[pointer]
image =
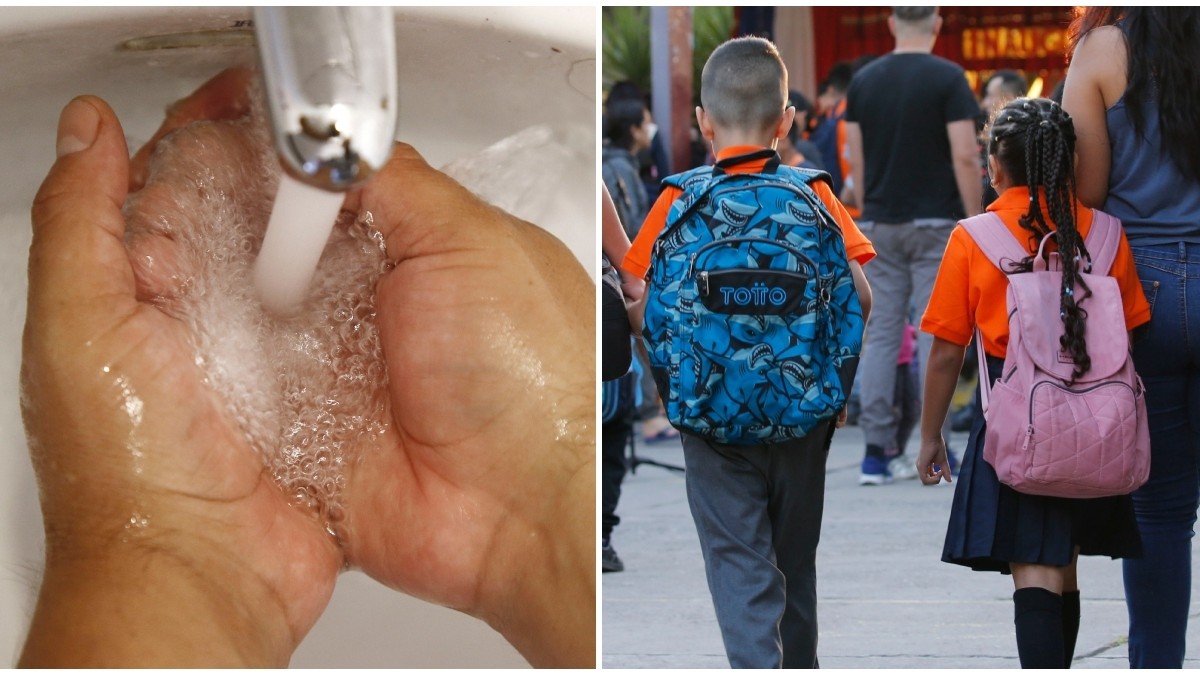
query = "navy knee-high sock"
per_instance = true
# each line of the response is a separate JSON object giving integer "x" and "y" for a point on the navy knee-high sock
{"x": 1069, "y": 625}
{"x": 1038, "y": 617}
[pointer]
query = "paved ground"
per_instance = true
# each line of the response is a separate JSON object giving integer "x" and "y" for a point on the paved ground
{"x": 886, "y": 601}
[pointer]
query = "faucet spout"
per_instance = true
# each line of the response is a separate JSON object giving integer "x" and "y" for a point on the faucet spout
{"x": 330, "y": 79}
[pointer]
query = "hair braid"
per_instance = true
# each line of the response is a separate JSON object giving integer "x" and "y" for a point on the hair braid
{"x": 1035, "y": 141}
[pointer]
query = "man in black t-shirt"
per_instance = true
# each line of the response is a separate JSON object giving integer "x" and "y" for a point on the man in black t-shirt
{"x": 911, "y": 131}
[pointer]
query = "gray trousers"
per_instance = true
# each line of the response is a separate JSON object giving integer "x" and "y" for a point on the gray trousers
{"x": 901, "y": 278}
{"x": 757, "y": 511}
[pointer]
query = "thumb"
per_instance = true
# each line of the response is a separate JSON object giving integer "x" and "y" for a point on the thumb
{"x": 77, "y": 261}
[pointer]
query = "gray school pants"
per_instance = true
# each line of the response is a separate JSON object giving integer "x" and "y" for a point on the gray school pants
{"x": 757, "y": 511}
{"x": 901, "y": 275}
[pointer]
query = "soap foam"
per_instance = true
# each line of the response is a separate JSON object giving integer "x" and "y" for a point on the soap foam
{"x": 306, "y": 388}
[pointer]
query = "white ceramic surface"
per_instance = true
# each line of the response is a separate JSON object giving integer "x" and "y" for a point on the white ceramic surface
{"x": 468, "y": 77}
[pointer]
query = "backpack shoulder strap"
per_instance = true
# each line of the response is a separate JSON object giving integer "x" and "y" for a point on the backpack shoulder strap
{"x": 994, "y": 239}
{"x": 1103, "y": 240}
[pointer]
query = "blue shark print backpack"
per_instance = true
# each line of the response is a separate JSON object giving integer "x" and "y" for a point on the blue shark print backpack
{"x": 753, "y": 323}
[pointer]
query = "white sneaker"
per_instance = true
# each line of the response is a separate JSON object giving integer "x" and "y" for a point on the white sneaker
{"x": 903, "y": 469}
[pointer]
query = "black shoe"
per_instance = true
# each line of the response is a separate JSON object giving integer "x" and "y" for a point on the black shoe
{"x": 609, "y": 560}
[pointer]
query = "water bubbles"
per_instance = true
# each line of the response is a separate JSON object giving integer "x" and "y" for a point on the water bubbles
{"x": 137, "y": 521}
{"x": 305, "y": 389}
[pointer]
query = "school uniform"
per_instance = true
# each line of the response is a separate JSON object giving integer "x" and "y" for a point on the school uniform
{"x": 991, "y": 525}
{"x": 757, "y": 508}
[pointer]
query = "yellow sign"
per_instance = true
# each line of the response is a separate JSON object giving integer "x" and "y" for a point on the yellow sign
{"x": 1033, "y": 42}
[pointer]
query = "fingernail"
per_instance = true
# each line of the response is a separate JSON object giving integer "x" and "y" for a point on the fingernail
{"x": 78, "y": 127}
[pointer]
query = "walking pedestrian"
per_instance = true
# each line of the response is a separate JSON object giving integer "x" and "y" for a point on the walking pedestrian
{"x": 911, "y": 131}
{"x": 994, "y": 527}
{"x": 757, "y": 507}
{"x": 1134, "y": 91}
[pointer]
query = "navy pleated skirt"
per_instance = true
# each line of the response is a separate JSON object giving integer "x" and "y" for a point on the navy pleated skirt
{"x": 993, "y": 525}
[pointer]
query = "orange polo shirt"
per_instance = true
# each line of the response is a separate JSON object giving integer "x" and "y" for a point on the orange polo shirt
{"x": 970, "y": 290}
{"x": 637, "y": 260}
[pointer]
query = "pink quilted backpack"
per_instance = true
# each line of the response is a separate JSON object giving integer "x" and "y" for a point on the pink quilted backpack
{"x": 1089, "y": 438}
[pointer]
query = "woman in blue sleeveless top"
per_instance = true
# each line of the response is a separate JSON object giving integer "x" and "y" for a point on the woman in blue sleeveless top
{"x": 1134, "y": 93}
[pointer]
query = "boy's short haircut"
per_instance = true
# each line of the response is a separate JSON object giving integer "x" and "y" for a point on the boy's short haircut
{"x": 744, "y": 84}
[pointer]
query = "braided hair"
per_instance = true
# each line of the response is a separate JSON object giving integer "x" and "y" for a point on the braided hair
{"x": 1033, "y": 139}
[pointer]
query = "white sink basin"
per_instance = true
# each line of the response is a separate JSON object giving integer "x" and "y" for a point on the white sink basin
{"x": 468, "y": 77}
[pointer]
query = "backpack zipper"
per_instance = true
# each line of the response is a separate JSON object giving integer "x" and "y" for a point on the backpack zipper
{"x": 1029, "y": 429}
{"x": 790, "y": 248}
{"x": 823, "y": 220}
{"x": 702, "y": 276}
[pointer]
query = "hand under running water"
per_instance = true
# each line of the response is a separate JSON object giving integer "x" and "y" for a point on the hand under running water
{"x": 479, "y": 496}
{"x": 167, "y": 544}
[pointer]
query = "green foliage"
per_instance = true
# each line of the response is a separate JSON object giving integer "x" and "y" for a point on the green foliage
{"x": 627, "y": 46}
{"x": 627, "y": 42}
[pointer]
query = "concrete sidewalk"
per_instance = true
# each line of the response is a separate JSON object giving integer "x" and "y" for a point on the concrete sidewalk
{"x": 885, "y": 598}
# # #
#### PROBLEM TO WORK ON
An exact retyping of the material, minus the pictures, is the required answer.

#### ANSWER TO THIS EXERCISE
[pointer]
image =
query = "navy knee-high sock"
per_instance = true
# each line of the response is a separate JSON object giving integer "x" and "y" for a point on the navy knee-high sock
{"x": 1069, "y": 625}
{"x": 1038, "y": 617}
[pointer]
query = "paved ground"
per_instance = true
# each line of the response is a separate JSON object giving integer "x" and "y" for a point on the paved ground
{"x": 886, "y": 601}
[pointer]
query = "faucet spout"
per_instance = true
# each line of the response is a separate JSON object giving integer "x" and "y" for a point on the faucet spout
{"x": 330, "y": 79}
[pointer]
query = "hair braid"
per_instance = true
# each line of the response is a separate JSON object giving integer "x" and "y" for a point on the hair braid
{"x": 1035, "y": 141}
[pointer]
query = "man in black t-shirt"
per_instance = true
# each line of the response is a separate JSON object giving integer "x" and "y" for a point on the man in black t-shirt
{"x": 911, "y": 131}
[pointer]
query = "gray trousers"
per_instance = true
# each line of the response is a separate JSON object giving integer "x" and "y" for a point on the gray trousers
{"x": 901, "y": 278}
{"x": 757, "y": 511}
[pointer]
query = "thumb"
per_instance = true
# each line of the response is a separate JSON object giving integer "x" and "y" for a point on the thumb
{"x": 77, "y": 261}
[pointer]
query = "gray school pants"
per_instance = true
# each line of the response is a separate JSON object giving integer "x" and "y" for a point on the gray school pants
{"x": 757, "y": 511}
{"x": 901, "y": 275}
[pointer]
query = "soap foam"
per_instance = true
# each line of the response is a separate JSON object giving integer "x" and "y" for a point on the soap foam
{"x": 306, "y": 388}
[pointer]
query = "white ceramic surface"
per_instance = true
# each line of the response is a separate JSON object giving integer "x" and "y" for a point on the white ceramic surface
{"x": 468, "y": 77}
[pointer]
query = "backpack shoulder strap"
per_instance = true
# each line of the response is a separate JSON object giving integer "x" and "y" for a point on the backpack shoulder strap
{"x": 994, "y": 239}
{"x": 1103, "y": 240}
[pointer]
query = "blue shark print backpack"
per_instance = true
# each line of the response is a separate JSON object giving integer "x" and "y" for a point on the blue shark print backpack
{"x": 753, "y": 323}
[pointer]
query = "white sneaker"
per_instance = true
# each line of the response is a separate JSON object giving integer "x" and "y" for a point on the white sneaker
{"x": 903, "y": 469}
[pointer]
query = "black shoe"
per_instance = true
# each line of the response is a separate JSON object giving integer "x" and "y" for a point on the black shoe
{"x": 609, "y": 560}
[pointer]
query = "water bubbles"
per_instance = true
# each line of the response is a separate JSON object giving integer "x" and "y" for a point on the water bubbles
{"x": 137, "y": 521}
{"x": 305, "y": 389}
[pointer]
query = "school uniform"
per_instance = true
# each line of the response is a separate JSON object giving integer "x" and "y" for a point on the school uniform
{"x": 991, "y": 525}
{"x": 757, "y": 508}
[pointer]
query = "yellow sign"
per_instance = true
# each line of the response is a separate JSON object giving integer "x" and "y" for a point on the yellow sign
{"x": 1033, "y": 42}
[pointer]
query = "fingernail"
per_instance = true
# each line of the response is a separate JSON object giving integer "x" and "y" for a point on the fingernail
{"x": 78, "y": 127}
[pointer]
query = "walking pedestrian"
per_instance = true
# each line of the response is a separate JSON object giving integer "x" and "y" for a point on the walking pedestrian
{"x": 911, "y": 131}
{"x": 994, "y": 527}
{"x": 757, "y": 507}
{"x": 1134, "y": 91}
[pointer]
query = "navy pleated skirt"
per_instance = true
# each line of the response is a separate JSON object giving integer "x" and "y" for a point on the navy pleated skirt
{"x": 993, "y": 525}
[pointer]
query = "orange polo shirt"
per_instance = true
# each line of the response is a separate JSON object giving integer "x" and "y" for a point on the orange polo shirt
{"x": 970, "y": 290}
{"x": 637, "y": 260}
[pointer]
query = "pink quilted backpack"
per_instance = true
# each line of the response is a separate JSON object giving integer "x" and "y" for a point on the pink quilted backpack
{"x": 1089, "y": 438}
[pointer]
query = "woman in blue sleeveless top"
per_instance = true
# each line of the response is a separate JSON object giving integer "x" and "y" for a point on the woman in blue sleeveless top
{"x": 1134, "y": 93}
[pointer]
query = "boy's short haircut"
per_instance = true
# each line of the response is a separate JSON object giving integer "x" and "y" for a point on the boy's short haircut
{"x": 744, "y": 84}
[pointer]
query = "braided hair"
per_instance = true
# each line of the response is a separate JSON object giving integer "x" and "y" for a point on the braided hair
{"x": 1033, "y": 139}
[pointer]
query = "white sink basin"
per_instance = true
# each line of the response is a separate JSON object giving integer "x" and "y" for a point on the white sink basin
{"x": 468, "y": 77}
[pointer]
query = "backpack zipper"
per_instance = true
# each line of the response is a separate JSON object giving integer "x" and "y" for a point on the backpack zipper
{"x": 1029, "y": 429}
{"x": 790, "y": 248}
{"x": 823, "y": 220}
{"x": 702, "y": 276}
[pointer]
query = "hand under running water"
per_instance = true
# each line of the response is a separate JSON object giving integer "x" and "y" for a point on the hand under running water
{"x": 479, "y": 496}
{"x": 167, "y": 544}
[pointer]
query = "green foliage"
per_instance = true
# each line of the response is a separate JSON object giving integer "x" and "y" for a point on the green foliage
{"x": 627, "y": 46}
{"x": 627, "y": 42}
[pointer]
query = "concrete sidewalk"
per_instance = true
# each line of the response is a separate JSON object giving integer "x" and "y" for a point on the concrete sidewalk
{"x": 885, "y": 598}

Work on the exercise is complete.